◆ EXERCISE ◆
Each entry must be reproduced precisely as it stands.

◆ INFORMATION PROVIDED ◆
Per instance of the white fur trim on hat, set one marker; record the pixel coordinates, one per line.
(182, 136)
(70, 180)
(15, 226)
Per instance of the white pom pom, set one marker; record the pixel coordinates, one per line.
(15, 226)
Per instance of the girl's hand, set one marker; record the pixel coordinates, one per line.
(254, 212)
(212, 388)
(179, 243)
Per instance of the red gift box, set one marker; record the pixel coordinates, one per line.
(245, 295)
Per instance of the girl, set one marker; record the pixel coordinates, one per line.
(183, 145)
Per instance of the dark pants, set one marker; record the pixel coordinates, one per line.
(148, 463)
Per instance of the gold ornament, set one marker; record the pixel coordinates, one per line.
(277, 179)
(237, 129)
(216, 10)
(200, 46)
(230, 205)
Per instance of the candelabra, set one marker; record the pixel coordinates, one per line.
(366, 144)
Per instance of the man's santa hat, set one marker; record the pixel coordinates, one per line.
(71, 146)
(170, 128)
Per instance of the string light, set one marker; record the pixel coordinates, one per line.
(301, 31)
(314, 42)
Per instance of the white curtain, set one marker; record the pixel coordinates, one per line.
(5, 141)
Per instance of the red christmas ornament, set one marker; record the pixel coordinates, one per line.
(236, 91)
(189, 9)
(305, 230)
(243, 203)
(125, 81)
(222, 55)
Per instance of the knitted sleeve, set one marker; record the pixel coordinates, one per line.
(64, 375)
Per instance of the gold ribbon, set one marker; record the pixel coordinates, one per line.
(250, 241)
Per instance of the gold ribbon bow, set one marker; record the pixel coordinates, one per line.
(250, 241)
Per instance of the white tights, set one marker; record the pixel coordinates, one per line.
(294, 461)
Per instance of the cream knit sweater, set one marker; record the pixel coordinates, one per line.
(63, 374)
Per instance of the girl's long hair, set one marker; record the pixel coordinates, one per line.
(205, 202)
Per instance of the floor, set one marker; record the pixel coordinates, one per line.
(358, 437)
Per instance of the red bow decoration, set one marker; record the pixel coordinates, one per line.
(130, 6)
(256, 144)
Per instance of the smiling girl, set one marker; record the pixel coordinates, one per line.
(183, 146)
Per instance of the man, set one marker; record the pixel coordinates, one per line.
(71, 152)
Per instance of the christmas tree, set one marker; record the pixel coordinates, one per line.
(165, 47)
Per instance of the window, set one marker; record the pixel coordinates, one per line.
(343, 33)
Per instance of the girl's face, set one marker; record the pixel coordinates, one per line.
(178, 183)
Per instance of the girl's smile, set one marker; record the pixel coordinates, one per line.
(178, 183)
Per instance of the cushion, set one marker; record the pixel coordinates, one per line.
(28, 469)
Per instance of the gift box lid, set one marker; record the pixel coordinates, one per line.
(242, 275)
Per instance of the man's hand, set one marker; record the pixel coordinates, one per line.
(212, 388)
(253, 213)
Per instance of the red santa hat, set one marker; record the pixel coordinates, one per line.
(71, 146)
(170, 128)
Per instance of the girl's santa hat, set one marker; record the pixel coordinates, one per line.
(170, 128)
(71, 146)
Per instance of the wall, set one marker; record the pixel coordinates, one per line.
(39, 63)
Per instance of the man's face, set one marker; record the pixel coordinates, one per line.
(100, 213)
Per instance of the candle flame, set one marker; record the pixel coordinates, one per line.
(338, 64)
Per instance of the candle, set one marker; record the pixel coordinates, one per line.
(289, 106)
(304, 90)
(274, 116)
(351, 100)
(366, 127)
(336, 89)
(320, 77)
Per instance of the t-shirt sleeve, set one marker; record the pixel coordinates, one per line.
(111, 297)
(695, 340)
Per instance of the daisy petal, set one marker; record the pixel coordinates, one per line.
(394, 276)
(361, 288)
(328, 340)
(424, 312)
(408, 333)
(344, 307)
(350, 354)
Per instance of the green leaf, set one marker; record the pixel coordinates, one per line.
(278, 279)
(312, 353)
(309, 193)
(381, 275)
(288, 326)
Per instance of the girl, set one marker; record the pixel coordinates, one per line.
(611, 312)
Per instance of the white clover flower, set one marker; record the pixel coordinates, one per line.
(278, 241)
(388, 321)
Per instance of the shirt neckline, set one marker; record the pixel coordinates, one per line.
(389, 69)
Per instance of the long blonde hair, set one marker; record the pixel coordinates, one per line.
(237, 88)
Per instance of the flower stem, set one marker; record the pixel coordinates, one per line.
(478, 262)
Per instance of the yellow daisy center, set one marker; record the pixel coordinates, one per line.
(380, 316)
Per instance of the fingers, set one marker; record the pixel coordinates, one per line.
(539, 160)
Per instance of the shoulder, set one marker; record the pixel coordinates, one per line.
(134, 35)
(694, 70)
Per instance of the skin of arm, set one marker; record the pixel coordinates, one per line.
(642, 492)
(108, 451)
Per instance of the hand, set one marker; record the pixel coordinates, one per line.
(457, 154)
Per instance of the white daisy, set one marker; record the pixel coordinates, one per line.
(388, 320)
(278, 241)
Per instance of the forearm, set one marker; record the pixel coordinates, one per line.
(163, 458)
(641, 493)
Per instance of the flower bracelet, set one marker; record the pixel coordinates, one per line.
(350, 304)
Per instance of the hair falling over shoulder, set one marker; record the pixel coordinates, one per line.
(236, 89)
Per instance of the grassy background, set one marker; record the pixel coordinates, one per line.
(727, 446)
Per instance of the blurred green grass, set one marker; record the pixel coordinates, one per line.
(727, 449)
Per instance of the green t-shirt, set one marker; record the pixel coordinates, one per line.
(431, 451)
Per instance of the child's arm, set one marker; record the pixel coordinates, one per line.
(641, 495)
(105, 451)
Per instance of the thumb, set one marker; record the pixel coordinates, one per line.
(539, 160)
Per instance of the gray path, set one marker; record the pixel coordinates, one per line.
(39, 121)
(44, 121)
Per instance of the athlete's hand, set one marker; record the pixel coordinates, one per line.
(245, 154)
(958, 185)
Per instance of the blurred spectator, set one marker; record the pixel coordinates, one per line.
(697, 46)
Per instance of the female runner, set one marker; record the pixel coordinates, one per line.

◆ THE COMPLETED TASK ◆
Per instance of the white fur trim on hat, set one marker; record the pixel coordinates, one per line.
(182, 136)
(70, 180)
(15, 226)
Per instance of the white pom pom, set one marker; record the pixel coordinates, one per line.
(15, 226)
Per instance of the girl's hand, set one marker; record the pixel coordinates, one per line.
(254, 212)
(212, 388)
(179, 243)
Per instance of the red gift box, set one marker; record the pixel coordinates, one per line.
(245, 295)
Per instance of the girl, set one marker; record the pixel coordinates, one per line.
(183, 145)
Per instance of the dark pants, set one marker; record the pixel coordinates, one per line.
(148, 463)
Per instance of the gold ornament, set one marker; record the pixel coordinates, one per line.
(277, 179)
(237, 129)
(216, 10)
(200, 46)
(230, 205)
Per instance of the candelabra, set one marker; record the pixel coordinates, one per line.
(366, 144)
Per instance of the man's santa hat, set one marker; record the pixel coordinates, one per line.
(71, 146)
(170, 128)
Per instance of the string light, set one marker; record the pixel coordinates, one per line.
(301, 31)
(314, 42)
Per instance of the white curtain, set one marker; record the pixel coordinates, one per line.
(5, 141)
Per instance of the red christmas ornament, set one marker; record the pixel coordinates, one per line.
(236, 91)
(189, 9)
(305, 230)
(243, 203)
(125, 81)
(222, 55)
Per instance of the knitted sleeve, set one marker; record the pixel coordinates, one per line.
(64, 375)
Per instance of the gold ribbon, set one marker; record the pixel coordinates, one per line.
(250, 241)
Per instance of the gold ribbon bow, set one marker; record the pixel coordinates, one per line.
(250, 241)
Per instance of the white tights, set one marker; record the pixel coordinates, one per line.
(294, 461)
Per instance of the cream knit sweater, set one marker; record the pixel coordinates, one per line.
(63, 374)
Per instance of the girl's long hair, set one marker; record the pixel coordinates, one per line.
(205, 202)
Per instance of the floor, set one marker; record the pixel coordinates, one per line.
(358, 437)
Per instance of the red bow decoration, set one marker; record the pixel coordinates, one per line.
(130, 6)
(256, 144)
Per instance of the smiling girl, set one marker; record the pixel coordinates, one per line.
(183, 146)
Per instance of the man, set one marker; record the pixel coordinates, one per line.
(71, 152)
Per instance of the christmas tree, set one marker; record the pixel coordinates, one per line.
(165, 47)
Per instance of the window, set one marker; record the pixel coordinates, one per line.
(343, 33)
Per instance of the girl's face, set one marker; record the pixel coordinates, one per line.
(178, 183)
Per instance of the girl's smile, set one marker; record the pixel coordinates, one per line.
(178, 183)
Per instance of the cushion, set one marker; record the pixel coordinates, one per line.
(28, 469)
Per instance of the gift box lid, set one marker; record the pixel coordinates, one per line.
(242, 275)
Per instance of the man's hand, set one marker; record the pixel coordinates, one per line.
(212, 388)
(253, 213)
Per instance of the red santa hat, set one marker; record the pixel coordinates, one per line.
(71, 146)
(170, 128)
Per instance of the girl's santa hat, set one marker; record the pixel coordinates, one per line.
(170, 128)
(71, 146)
Per instance of the wall, set one marker; record the pixel coordinates, one per line.
(39, 63)
Per instance of the man's face, set one marker; record the pixel coordinates, one per line.
(100, 213)
Per instance of the candle flame, set one marker; record the pixel coordinates, one per line.
(338, 64)
Per instance of the candle, set one marker; record the pixel coordinates, one per line.
(289, 106)
(304, 90)
(274, 116)
(351, 100)
(366, 127)
(336, 89)
(320, 77)
Per instance of the t-shirt sleeve, set one marker; record the pixel coordinates, one per line.
(111, 297)
(695, 340)
Per instance of the daisy petal, set one marker; record the pixel coordinates, one per line.
(394, 276)
(361, 288)
(328, 340)
(424, 312)
(408, 333)
(344, 307)
(350, 354)
Per instance of the green leaf, set one marker; record the pixel coordinates, one per line.
(278, 279)
(312, 353)
(309, 193)
(381, 275)
(288, 326)
Per instance of the girl, set one marker; record the pixel coordinates, one per line.
(611, 312)
Per instance of the white clover flower, set one marker; record the pixel coordinates, one per line.
(278, 241)
(388, 321)
Per instance of the shirt neckline, set one marker; record the pixel coordinates, one per line.
(389, 69)
Per instance of the long blonde hair, set one marker; record the pixel coordinates, one per line.
(237, 88)
Per instance of the flower stem, set one marker; record the pixel coordinates, one per line.
(478, 262)
Per instance of the yellow daisy center, set one marker; record the pixel coordinates, one per line.
(380, 316)
Per instance of the fingers, set one marker; record the pixel coordinates, one per line.
(539, 160)
Per instance of the shoulder, set one marker; record the pixel coordinates, one per line.
(134, 35)
(694, 70)
Per instance of the skin of arm, set one marker; record the pixel coordinates, one per line.
(642, 492)
(108, 451)
Per instance of the hand, set one marker; record the pixel coordinates, one per line.
(457, 154)
Per instance of the white daisy, set one marker; record the pixel coordinates, one per line.
(388, 320)
(278, 241)
Per instance of the forearm, set one marker; record the pixel coordinates, one per line.
(163, 458)
(641, 493)
Per instance of the flower bracelet, set one marker; record the pixel coordinates, one per line.
(350, 304)
Per instance of the hair falling over shoulder, set one marker; record the pixel coordinates, one per line.
(236, 89)
Per instance of the grassy background, set one marker; record the pixel coordinates, one per line.
(727, 446)
Per instance of the blurred green grass, set one marker; record the pixel coordinates, one per line.
(727, 449)
Per instance of the green t-shirt, set one marker; record the pixel coordinates, one per line.
(431, 451)
Per instance of the child's arm, set one marker; record the pixel coordinates, one per line.
(641, 495)
(105, 451)
Per instance of the thumb, set one marker; record the pixel coordinates, one per line.
(539, 160)
Per instance of the gray path, set one marker; record the pixel coordinates, one per line.
(39, 121)
(44, 121)
Per instance of the athlete's hand, set one marker; record the pixel coordinates, one per line.
(245, 154)
(958, 185)
Per instance of the blurred spectator, set one marker; record the pixel coordinates, one per line.
(697, 46)
Per instance of the female runner, set one marker; record the pixel coordinates, one per line.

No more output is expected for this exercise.